START Passage shown

SinonJS: An open-source library for creating stubs, spies, and mocks. We use it the most often for mocking out our server calls with sample data that we store with the tests, like so:

var forumThreadsJSON  = JSON.parse(
    fs.readFileSync(path.join(__filename, 'forum.threads.json')));

server    = sinon.fakeServer.create();
server.respondWith("GET", '/forums/0/threads', 
   [200,
   {"Content-Type":"application/json"},
   JSON.stringify(forumThreadsJSON)]);

// We call this after we expect the AJAX request to have started
server.respond();

We can also use it for stubbing out functionality that does not work in JSDom, like functions involving window properties, or functionality that comes from 3rd party APIs:

var util = browser.require('js/lib/util');
sinon.stub(util, 'changeUrlParam',
   function(url, name, value) { return url + value;});

var BadgevilleUtil = browser.require('js/lib/badgeville');
sinon.stub(BadgevilleUtil, 'isEnabled',
   function() { return true;});

Or we can use it to spy on methods, if we just want to check how often they're called. Sometimes this means making an anonymous function into a view method, for easier spy-ability:


sinon.spy(view, 'redirectToThread');
// do some stuff to call function to be called
chai.expect(view.redirectToThread.calledOnce)
    .to.be.equal(true);
view.redirectToThread.restore();

Besides those testing-specific libraries, we also use NodeJS to execute the tests, along with various Node modules:

require: Similar to how we use this in our Backbone models and views to declare dependencies, we use require in the tests to bring in whatever libraries we're testing.

END Passage shown
START Supplied material

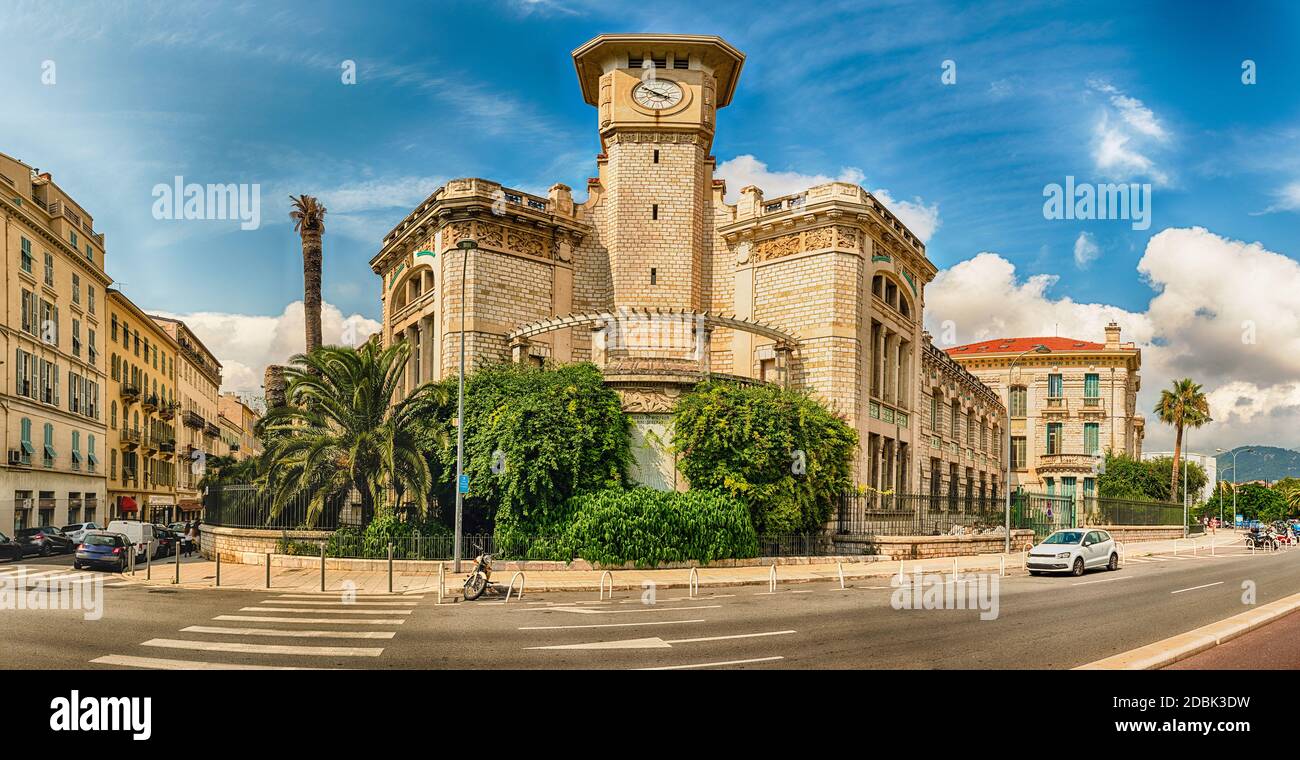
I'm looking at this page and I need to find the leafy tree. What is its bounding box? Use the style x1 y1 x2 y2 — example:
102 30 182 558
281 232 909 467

END Supplied material
START Supplied material

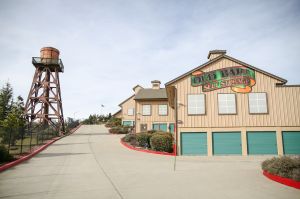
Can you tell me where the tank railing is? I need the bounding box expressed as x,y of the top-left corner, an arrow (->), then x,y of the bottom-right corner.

END Supplied material

Problems to work on
1. According to the SinonJS passage, what is SinonJS used for most often?
2. In the SinonJS passage, reproduce the part from "Besides those testing-specific" to "libraries we're testing.".
3. Can you rewrite the paragraph of the SinonJS passage that begins "We can also use it for stubbing out functionality" as a short list?

Full solutions
1. Mocking out server calls with sample data stored with the tests.

2.
Besides those testing-specific libraries, we also use NodeJS to execute the tests, along with various Node modules:

require: Similar to how we use this in our Backbone models and views to declare dependencies, we use require in the tests to bring in whatever libraries we're testing.

3.
- SinonJS can stub out functionality that does not work in JSDom, such as functions involving window properties.
- It can also stub out functionality that comes from 3rd party APIs.